### Texte fourni
++++++++++++++++++++

Le lendemain de son départ, l’intendant-général russe fut pris par les détachemens de cavalerie française qui harcelaient les derrières de la grande armée alliée. La même nuit, vers deux heures du matin, nous reçûmes l’avis que Napoléon avait poursuivi son mouvement vers l’est jusqu’à Saint-Dizier, et qu’en apprenant la marche hardie des armées alliées sur Paris, il s’était jeté sur la route de Bar-sur-Aube. On reconnut alors que le mouvement excentrique de Napoléon n’avait d’autre but que de provoquer la retraite du général en chef de l’armée autrichienne en menaçant sa ligne de communication. Napoléon s’était trompé. A la nouvelle que l’armée alliée s’avançait droit sur Paris, il s’écria : « C’est un beau coup d’échecs ! je n’aurais jamais cru qu’un général de la coalition fût capable de le faire. »

Aussitôt on s’apprêta à quitter Bar-sur-Aube, et à quatre heures du matin l’empereur et ses ministres se mirent en route pour Dijon, protégés seulement par la présence de quelques bataillons qui allaient rejoindre la grande armée, et dont l’un était par hasard arrivé à Bar-sur-Aube la veille au soir. Nous nous rapprochions ainsi de l’armée du prince héritier de Hesse-Hombourg, dont quelques détachemens se trouvaient à Dijon.

++++++++++++++++++++

### Extraits de données
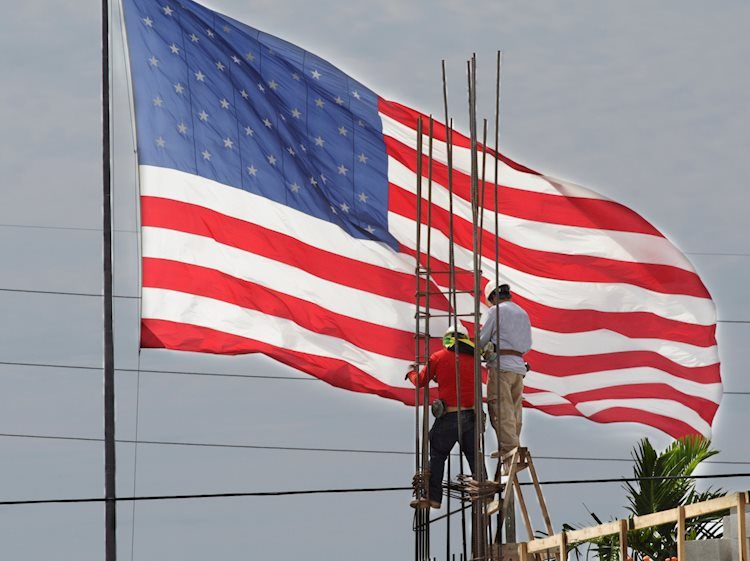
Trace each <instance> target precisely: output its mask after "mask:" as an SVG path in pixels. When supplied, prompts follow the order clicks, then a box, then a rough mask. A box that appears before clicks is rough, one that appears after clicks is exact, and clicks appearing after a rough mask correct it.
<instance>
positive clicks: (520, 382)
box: [487, 368, 523, 455]
mask: <svg viewBox="0 0 750 561" xmlns="http://www.w3.org/2000/svg"><path fill="white" fill-rule="evenodd" d="M522 400H523V376H522V375H521V374H516V373H515V372H508V371H507V370H497V369H495V368H490V376H489V380H487V408H488V409H489V413H490V423H492V426H493V427H494V428H495V433H496V434H497V445H498V448H499V449H500V455H503V454H506V453H508V452H510V451H511V450H513V448H515V447H517V446H518V438H519V436H520V435H521V424H522V421H523V418H522V413H521V403H522ZM498 405H499V407H498ZM498 409H499V411H498Z"/></svg>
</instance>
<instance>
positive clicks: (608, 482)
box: [0, 473, 750, 515]
mask: <svg viewBox="0 0 750 561" xmlns="http://www.w3.org/2000/svg"><path fill="white" fill-rule="evenodd" d="M739 477H750V473H717V474H714V475H661V476H648V477H608V478H601V479H558V480H550V481H540V482H539V485H590V484H599V483H627V482H642V481H668V480H669V481H673V480H682V479H731V478H739ZM533 484H534V483H533V482H532V481H524V482H520V483H519V485H524V486H526V485H533ZM411 490H412V487H356V488H350V489H301V490H295V491H248V492H232V493H195V494H189V495H144V496H133V497H116V498H115V500H116V501H120V502H123V501H128V502H129V501H167V500H187V499H217V498H231V497H281V496H290V495H322V494H344V493H383V492H390V491H411ZM105 500H106V499H105V498H104V497H89V498H72V499H25V500H15V501H0V506H11V505H32V504H68V503H100V502H104V501H105ZM454 512H457V511H454ZM450 514H452V513H448V515H450Z"/></svg>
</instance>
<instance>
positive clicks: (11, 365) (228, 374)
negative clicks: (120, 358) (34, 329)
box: [0, 361, 320, 382]
mask: <svg viewBox="0 0 750 561" xmlns="http://www.w3.org/2000/svg"><path fill="white" fill-rule="evenodd" d="M0 366H27V367H33V368H63V369H67V370H94V371H101V369H102V367H101V366H85V365H75V364H54V363H43V362H13V361H0ZM115 370H116V371H118V372H139V371H140V372H148V373H150V374H175V375H183V376H215V377H223V378H259V379H263V380H305V381H309V382H320V380H319V379H318V378H312V377H304V376H268V375H263V374H226V373H222V372H188V371H183V370H158V369H157V370H150V369H144V368H141V369H140V370H138V369H136V368H115Z"/></svg>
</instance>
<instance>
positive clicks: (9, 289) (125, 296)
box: [0, 288, 141, 300]
mask: <svg viewBox="0 0 750 561" xmlns="http://www.w3.org/2000/svg"><path fill="white" fill-rule="evenodd" d="M0 292H21V293H25V294H54V295H57V296H85V297H93V298H104V295H103V294H97V293H94V292H66V291H63V290H30V289H26V288H0ZM112 298H127V299H130V300H140V298H141V297H140V296H127V295H121V294H120V295H118V294H115V295H113V296H112Z"/></svg>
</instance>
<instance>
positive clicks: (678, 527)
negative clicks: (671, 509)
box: [677, 505, 687, 560]
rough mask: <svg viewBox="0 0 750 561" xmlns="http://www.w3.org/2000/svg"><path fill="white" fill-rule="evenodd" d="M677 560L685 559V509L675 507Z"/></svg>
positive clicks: (685, 558) (684, 508) (685, 555)
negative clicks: (675, 508)
mask: <svg viewBox="0 0 750 561" xmlns="http://www.w3.org/2000/svg"><path fill="white" fill-rule="evenodd" d="M677 559H683V560H685V559H687V556H686V555H685V507H684V506H682V505H680V506H679V507H677Z"/></svg>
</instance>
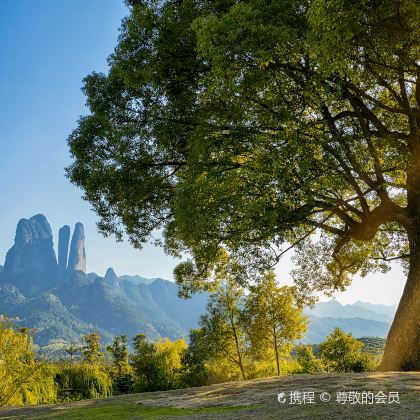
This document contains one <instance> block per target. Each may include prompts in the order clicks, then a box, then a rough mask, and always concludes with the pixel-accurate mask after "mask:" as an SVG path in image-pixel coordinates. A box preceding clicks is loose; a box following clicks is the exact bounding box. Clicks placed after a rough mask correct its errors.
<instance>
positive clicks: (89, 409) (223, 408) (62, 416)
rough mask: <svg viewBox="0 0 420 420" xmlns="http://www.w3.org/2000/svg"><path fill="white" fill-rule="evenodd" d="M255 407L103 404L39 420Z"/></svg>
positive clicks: (188, 414)
mask: <svg viewBox="0 0 420 420" xmlns="http://www.w3.org/2000/svg"><path fill="white" fill-rule="evenodd" d="M253 407H255V406H236V407H200V408H175V407H146V406H144V405H142V404H138V403H123V404H115V402H114V403H109V404H103V405H102V404H101V405H100V406H99V405H98V406H86V407H83V408H65V409H55V410H54V412H51V413H48V414H44V415H37V416H34V417H31V416H30V417H27V418H33V419H35V418H37V419H43V418H48V419H54V418H56V419H86V418H89V419H110V418H119V419H123V418H127V419H129V418H130V419H132V418H137V419H143V418H144V419H150V418H155V419H158V418H162V419H163V418H167V417H169V416H170V417H174V416H179V417H182V416H188V415H193V414H202V413H225V412H235V411H241V410H247V409H250V408H253Z"/></svg>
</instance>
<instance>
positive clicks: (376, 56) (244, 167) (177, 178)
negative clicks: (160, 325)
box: [68, 0, 420, 370]
mask: <svg viewBox="0 0 420 420" xmlns="http://www.w3.org/2000/svg"><path fill="white" fill-rule="evenodd" d="M127 4H128V6H129V7H130V15H129V16H128V17H127V18H126V19H125V20H124V22H123V25H122V29H121V35H120V39H119V43H118V46H117V47H116V50H115V52H114V54H112V55H111V57H110V59H109V66H110V67H109V72H108V74H106V75H105V74H98V73H94V74H92V75H90V76H88V77H87V78H86V79H85V86H84V91H85V93H86V95H87V98H88V106H89V108H90V111H91V114H90V115H88V116H86V117H83V118H81V120H80V121H79V125H78V127H77V129H76V130H75V131H74V132H73V133H72V134H71V136H70V139H69V144H70V148H71V153H72V155H73V157H74V161H73V163H72V164H71V166H70V167H69V168H68V174H69V177H70V179H71V180H72V181H73V182H74V183H75V184H76V185H78V186H80V187H81V188H82V189H83V190H84V191H85V197H86V199H87V200H88V201H90V202H91V203H92V205H93V207H94V209H95V210H96V212H97V213H98V214H99V216H100V218H101V222H100V224H99V227H100V229H101V230H102V231H103V232H104V233H105V234H109V233H114V234H116V235H117V236H119V237H121V235H122V233H123V232H124V230H125V232H126V233H127V234H128V236H129V238H130V240H131V241H132V243H133V244H134V245H135V246H141V244H142V243H144V242H145V241H147V240H148V239H149V238H150V235H151V234H152V232H153V231H154V230H155V229H160V228H161V229H164V239H165V240H164V246H165V248H166V250H167V251H168V252H170V253H172V254H174V255H185V254H184V253H185V252H190V254H191V258H190V259H189V260H188V261H186V262H184V263H182V264H180V265H179V266H178V267H177V269H176V272H175V274H176V277H177V280H178V282H179V284H180V285H181V286H182V288H183V291H184V292H185V293H187V292H193V291H195V290H197V289H200V288H203V287H204V288H205V287H208V286H209V285H211V284H212V281H213V274H214V273H215V272H216V273H217V272H218V271H219V270H220V269H221V267H222V266H223V265H224V264H226V261H234V263H235V264H237V265H238V266H241V267H242V269H243V270H247V269H249V271H252V270H254V271H263V270H265V269H267V267H269V266H272V265H273V264H274V263H275V262H276V261H277V260H278V258H279V257H280V256H281V254H282V252H283V248H282V247H288V246H294V247H295V249H296V250H297V255H298V256H297V266H298V269H297V270H296V271H295V273H294V276H295V280H296V282H297V284H298V285H299V286H300V288H301V290H303V291H304V292H309V291H312V290H324V291H326V292H328V291H329V292H333V291H334V290H342V289H344V288H345V287H346V286H347V285H348V284H349V281H350V278H351V276H352V275H354V274H355V273H358V272H359V273H361V274H366V273H368V272H370V271H372V270H378V269H381V270H386V263H387V262H389V261H391V260H394V259H400V260H401V261H402V262H403V263H404V264H405V265H406V267H407V269H408V278H407V283H406V286H405V289H404V292H403V296H402V298H401V302H400V305H399V308H398V311H397V314H396V316H395V319H394V322H393V324H392V327H391V330H390V332H389V336H388V340H387V345H386V349H385V354H384V358H383V361H382V365H381V368H382V369H384V370H399V369H418V368H419V360H420V356H419V351H420V350H419V342H420V110H419V107H420V87H419V84H420V77H419V75H420V61H419V57H420V47H419V39H420V7H419V5H418V2H417V1H416V0H405V1H395V0H392V1H391V0H376V1H373V0H365V1H343V0H318V1H310V0H282V1H279V0H271V1H270V0H249V1H233V0H231V1H229V0H224V1H216V0H214V1H210V0H207V1H206V0H202V1H194V0H183V1H181V0H179V1H175V0H174V1H169V0H168V1H151V0H150V1H141V0H137V1H136V0H130V1H128V0H127ZM216 277H217V276H216ZM367 287H369V286H368V285H367Z"/></svg>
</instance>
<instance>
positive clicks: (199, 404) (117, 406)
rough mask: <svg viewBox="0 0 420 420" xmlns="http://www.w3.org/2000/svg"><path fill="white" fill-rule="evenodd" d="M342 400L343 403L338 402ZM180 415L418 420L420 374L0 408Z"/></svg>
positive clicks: (204, 387) (202, 415)
mask: <svg viewBox="0 0 420 420" xmlns="http://www.w3.org/2000/svg"><path fill="white" fill-rule="evenodd" d="M293 391H297V392H301V394H299V393H295V394H292V395H294V396H295V398H293V397H292V399H291V394H290V393H291V392H293ZM350 391H353V393H352V394H350ZM304 392H305V393H306V394H303V393H304ZM312 393H313V394H312ZM338 393H341V394H338ZM279 394H280V397H279ZM382 395H383V396H382ZM340 396H341V403H340V402H339V401H337V397H340ZM312 397H313V398H312ZM329 397H330V399H329ZM279 399H280V402H279ZM328 399H329V401H326V400H328ZM323 400H325V401H323ZM180 416H181V417H182V418H188V419H195V418H197V419H258V418H259V419H279V418H284V419H312V418H314V419H318V418H319V419H326V418H328V417H336V418H340V419H401V420H405V419H420V372H407V373H401V372H389V373H380V372H371V373H360V374H319V375H291V376H282V377H270V378H263V379H256V380H250V381H240V382H226V383H223V384H217V385H210V386H206V387H200V388H188V389H182V390H175V391H165V392H149V393H143V394H131V395H125V396H119V397H114V398H108V399H103V400H88V401H80V402H75V403H66V404H57V405H49V406H38V407H20V408H18V407H14V408H4V409H2V410H0V418H13V417H14V418H16V417H18V418H37V419H38V418H74V419H76V418H85V419H89V418H102V419H108V418H109V419H111V418H130V419H135V418H162V419H163V418H164V419H171V418H180Z"/></svg>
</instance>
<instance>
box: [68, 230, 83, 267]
mask: <svg viewBox="0 0 420 420" xmlns="http://www.w3.org/2000/svg"><path fill="white" fill-rule="evenodd" d="M76 271H82V272H83V273H86V250H85V233H84V228H83V224H82V223H80V222H77V223H76V225H75V227H74V232H73V236H72V238H71V244H70V253H69V260H68V266H67V272H68V273H74V272H76Z"/></svg>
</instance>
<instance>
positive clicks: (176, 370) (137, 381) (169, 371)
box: [130, 334, 187, 392]
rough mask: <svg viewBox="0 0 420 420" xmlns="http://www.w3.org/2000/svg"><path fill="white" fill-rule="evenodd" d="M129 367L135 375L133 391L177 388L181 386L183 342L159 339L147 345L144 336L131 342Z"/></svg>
mask: <svg viewBox="0 0 420 420" xmlns="http://www.w3.org/2000/svg"><path fill="white" fill-rule="evenodd" d="M133 347H134V354H133V355H131V358H130V359H131V365H132V367H133V370H134V373H135V384H134V390H135V391H140V392H143V391H157V390H166V389H174V388H179V387H180V386H181V384H182V381H181V378H182V375H181V358H182V355H183V353H184V352H185V350H186V348H187V344H186V343H185V341H184V340H182V339H181V340H177V341H174V342H172V341H171V340H169V339H160V340H158V341H156V342H155V343H149V342H148V341H147V339H146V336H145V335H144V334H138V335H137V336H136V337H135V338H134V340H133Z"/></svg>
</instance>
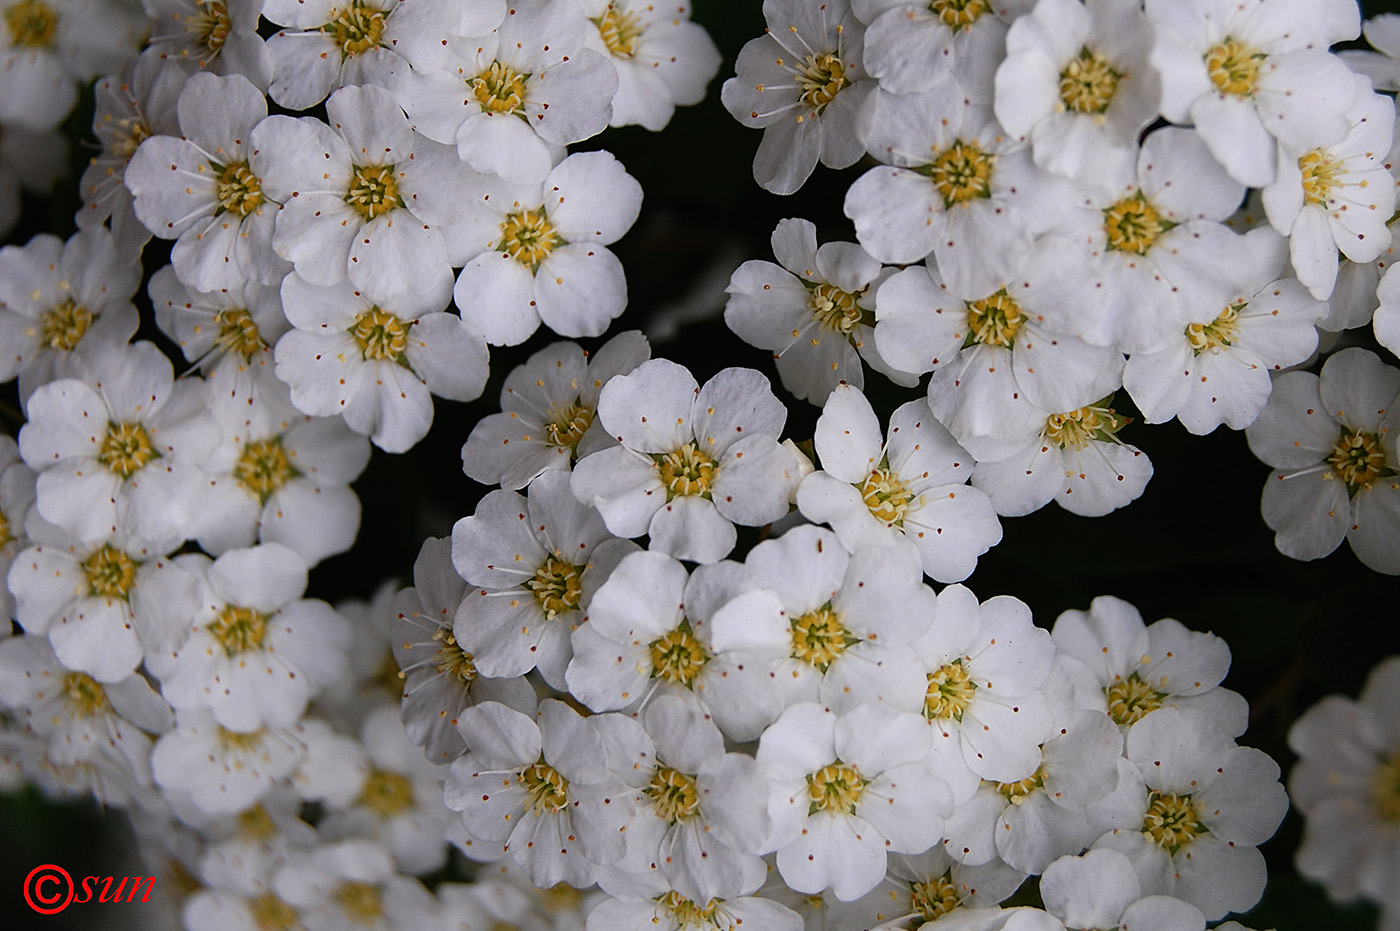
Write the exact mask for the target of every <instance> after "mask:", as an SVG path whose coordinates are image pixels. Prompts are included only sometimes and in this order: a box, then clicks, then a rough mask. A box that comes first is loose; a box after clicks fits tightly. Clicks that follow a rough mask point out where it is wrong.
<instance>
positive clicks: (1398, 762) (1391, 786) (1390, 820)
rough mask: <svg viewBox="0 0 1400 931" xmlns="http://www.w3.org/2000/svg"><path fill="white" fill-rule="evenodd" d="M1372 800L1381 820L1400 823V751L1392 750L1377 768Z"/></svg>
mask: <svg viewBox="0 0 1400 931" xmlns="http://www.w3.org/2000/svg"><path fill="white" fill-rule="evenodd" d="M1371 798H1372V799H1373V801H1375V802H1376V811H1378V812H1380V820H1385V822H1390V823H1392V825H1394V823H1400V750H1392V753H1390V756H1387V757H1386V759H1385V760H1382V762H1380V766H1378V767H1376V776H1375V778H1372V781H1371Z"/></svg>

++++++++++++++++++++

### Consigne A
D'après le texte fourni, à quoi devait servir le mouvement excentrique de Napoléon vers l'est ? Répondez en une à trois phrases, s'il vous plaît.
### Consigne B
Répondez aux questions suivantes à partir du texte fourni :
(i) Par qui l'intendant-général russe fut-il pris ?
(ii) Jusqu'à quelle ville Napoléon avait-il poursuivi son mouvement vers l'est ?
(iii) À quelle heure l'empereur et ses ministres se mirent-ils en route pour Dijon ?

### Zone de réponse A
Ce mouvement n'avait d'autre but que de provoquer la retraite du général en chef de l'armée autrichienne. Pour y parvenir, Napoléon menaçait sa ligne de communication.

### Zone de réponse B
(i) Par les détachements de cavalerie française qui harcelaient les derrières de la grande armée alliée.
(ii) Jusqu'à Saint-Dizier.
(iii) À quatre heures du matin.